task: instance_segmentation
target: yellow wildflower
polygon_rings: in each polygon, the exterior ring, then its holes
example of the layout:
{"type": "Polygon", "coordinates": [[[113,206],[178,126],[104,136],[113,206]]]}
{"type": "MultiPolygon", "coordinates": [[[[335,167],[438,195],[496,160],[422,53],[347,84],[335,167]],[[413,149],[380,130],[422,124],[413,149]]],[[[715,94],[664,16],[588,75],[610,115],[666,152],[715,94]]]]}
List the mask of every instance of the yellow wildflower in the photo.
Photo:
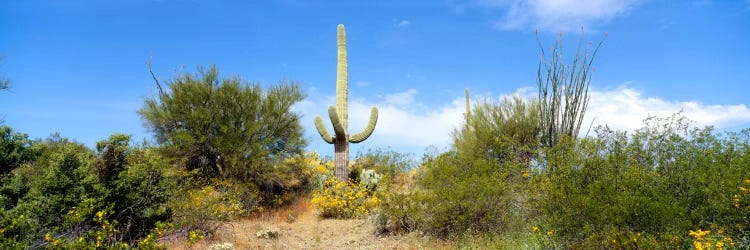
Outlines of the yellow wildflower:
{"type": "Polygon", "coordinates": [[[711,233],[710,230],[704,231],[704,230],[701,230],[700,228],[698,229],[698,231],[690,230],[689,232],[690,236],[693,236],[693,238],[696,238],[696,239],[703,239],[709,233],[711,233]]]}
# # # # # # #
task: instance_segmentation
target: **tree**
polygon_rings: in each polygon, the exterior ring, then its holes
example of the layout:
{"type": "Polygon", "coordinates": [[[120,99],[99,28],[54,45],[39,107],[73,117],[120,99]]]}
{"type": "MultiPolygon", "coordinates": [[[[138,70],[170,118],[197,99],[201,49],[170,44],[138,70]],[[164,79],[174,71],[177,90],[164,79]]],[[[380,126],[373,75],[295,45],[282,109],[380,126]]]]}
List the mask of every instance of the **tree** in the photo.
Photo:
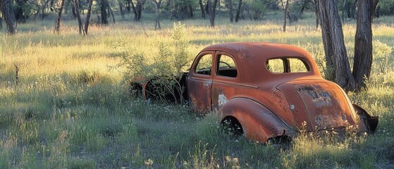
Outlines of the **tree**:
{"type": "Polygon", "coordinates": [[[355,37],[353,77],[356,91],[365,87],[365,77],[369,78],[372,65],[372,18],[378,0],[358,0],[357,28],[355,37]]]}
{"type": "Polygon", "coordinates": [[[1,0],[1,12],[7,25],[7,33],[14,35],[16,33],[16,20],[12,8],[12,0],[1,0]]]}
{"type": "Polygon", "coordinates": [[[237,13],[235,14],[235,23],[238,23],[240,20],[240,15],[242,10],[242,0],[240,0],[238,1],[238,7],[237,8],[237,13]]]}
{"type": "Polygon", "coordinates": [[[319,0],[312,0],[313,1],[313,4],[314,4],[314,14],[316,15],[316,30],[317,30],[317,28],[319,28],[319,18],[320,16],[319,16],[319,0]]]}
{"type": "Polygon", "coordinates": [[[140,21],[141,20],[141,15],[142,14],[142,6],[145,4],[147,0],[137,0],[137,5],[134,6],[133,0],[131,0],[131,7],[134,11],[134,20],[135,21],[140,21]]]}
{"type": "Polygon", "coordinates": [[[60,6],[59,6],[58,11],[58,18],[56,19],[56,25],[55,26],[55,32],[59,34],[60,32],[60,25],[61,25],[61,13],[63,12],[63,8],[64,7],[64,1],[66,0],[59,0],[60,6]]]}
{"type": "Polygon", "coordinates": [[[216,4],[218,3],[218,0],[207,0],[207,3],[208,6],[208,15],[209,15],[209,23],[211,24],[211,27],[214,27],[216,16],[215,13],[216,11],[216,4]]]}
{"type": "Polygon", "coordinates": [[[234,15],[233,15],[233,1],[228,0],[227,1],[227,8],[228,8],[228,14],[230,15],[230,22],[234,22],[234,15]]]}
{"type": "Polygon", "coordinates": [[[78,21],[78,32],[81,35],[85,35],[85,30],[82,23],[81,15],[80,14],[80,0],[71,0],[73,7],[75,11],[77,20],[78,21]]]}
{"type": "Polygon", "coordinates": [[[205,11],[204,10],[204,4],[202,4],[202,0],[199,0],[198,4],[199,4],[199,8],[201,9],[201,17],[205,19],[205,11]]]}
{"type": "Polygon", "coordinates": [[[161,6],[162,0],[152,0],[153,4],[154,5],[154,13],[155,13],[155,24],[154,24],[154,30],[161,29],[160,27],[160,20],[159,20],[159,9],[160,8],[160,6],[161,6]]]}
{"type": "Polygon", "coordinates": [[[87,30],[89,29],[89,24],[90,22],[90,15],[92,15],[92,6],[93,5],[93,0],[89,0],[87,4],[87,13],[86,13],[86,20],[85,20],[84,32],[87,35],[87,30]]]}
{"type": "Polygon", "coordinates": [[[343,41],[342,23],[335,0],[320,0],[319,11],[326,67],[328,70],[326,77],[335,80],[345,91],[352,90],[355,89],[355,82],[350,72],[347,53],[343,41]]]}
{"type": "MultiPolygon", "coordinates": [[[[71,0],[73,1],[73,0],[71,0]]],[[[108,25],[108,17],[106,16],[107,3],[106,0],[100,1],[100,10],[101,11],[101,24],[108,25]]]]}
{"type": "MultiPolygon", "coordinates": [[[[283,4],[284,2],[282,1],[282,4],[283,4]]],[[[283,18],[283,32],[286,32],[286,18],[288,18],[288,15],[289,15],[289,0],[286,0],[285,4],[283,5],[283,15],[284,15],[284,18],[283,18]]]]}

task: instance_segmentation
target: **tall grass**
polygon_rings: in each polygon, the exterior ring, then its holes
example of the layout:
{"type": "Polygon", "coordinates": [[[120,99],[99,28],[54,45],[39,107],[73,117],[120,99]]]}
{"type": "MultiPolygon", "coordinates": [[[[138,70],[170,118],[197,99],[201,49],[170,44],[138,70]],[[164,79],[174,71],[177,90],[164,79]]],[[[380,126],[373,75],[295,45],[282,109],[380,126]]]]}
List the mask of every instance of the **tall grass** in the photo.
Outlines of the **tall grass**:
# # # # # # #
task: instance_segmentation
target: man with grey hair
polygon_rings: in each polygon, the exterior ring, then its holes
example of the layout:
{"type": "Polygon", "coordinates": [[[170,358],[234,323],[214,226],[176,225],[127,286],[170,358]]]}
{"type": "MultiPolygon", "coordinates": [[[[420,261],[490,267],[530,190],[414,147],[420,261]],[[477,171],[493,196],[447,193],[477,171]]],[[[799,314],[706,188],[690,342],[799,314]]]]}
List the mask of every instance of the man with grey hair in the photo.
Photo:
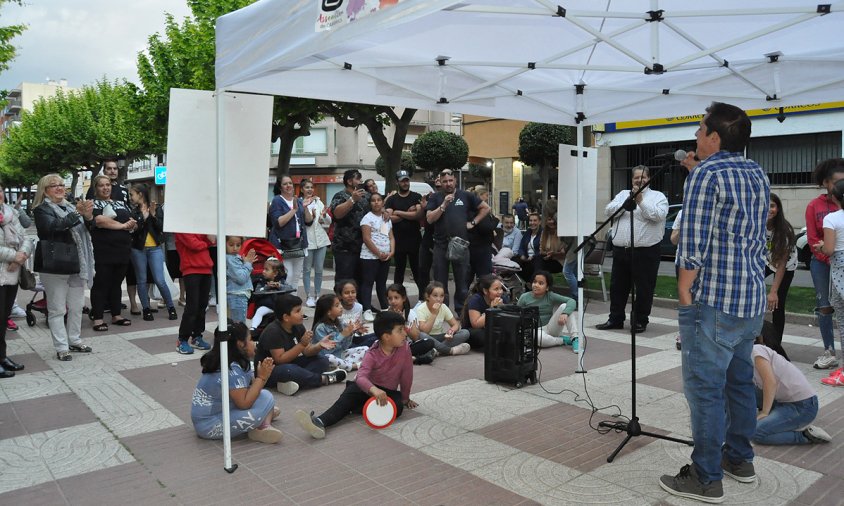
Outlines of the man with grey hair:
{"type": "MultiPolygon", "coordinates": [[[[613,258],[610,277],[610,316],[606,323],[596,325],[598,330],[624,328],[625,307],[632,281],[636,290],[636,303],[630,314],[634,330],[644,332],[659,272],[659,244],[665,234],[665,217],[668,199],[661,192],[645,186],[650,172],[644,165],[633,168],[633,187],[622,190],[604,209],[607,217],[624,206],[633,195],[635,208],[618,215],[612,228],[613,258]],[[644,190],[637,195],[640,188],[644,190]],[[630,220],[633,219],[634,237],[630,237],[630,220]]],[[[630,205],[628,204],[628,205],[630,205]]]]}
# # # # # # #
[GIVEN REQUEST]
State how many lines in the records above contain the string "List", counting only matches in the same case. Give the number alone.

[WORKED ANSWER]
4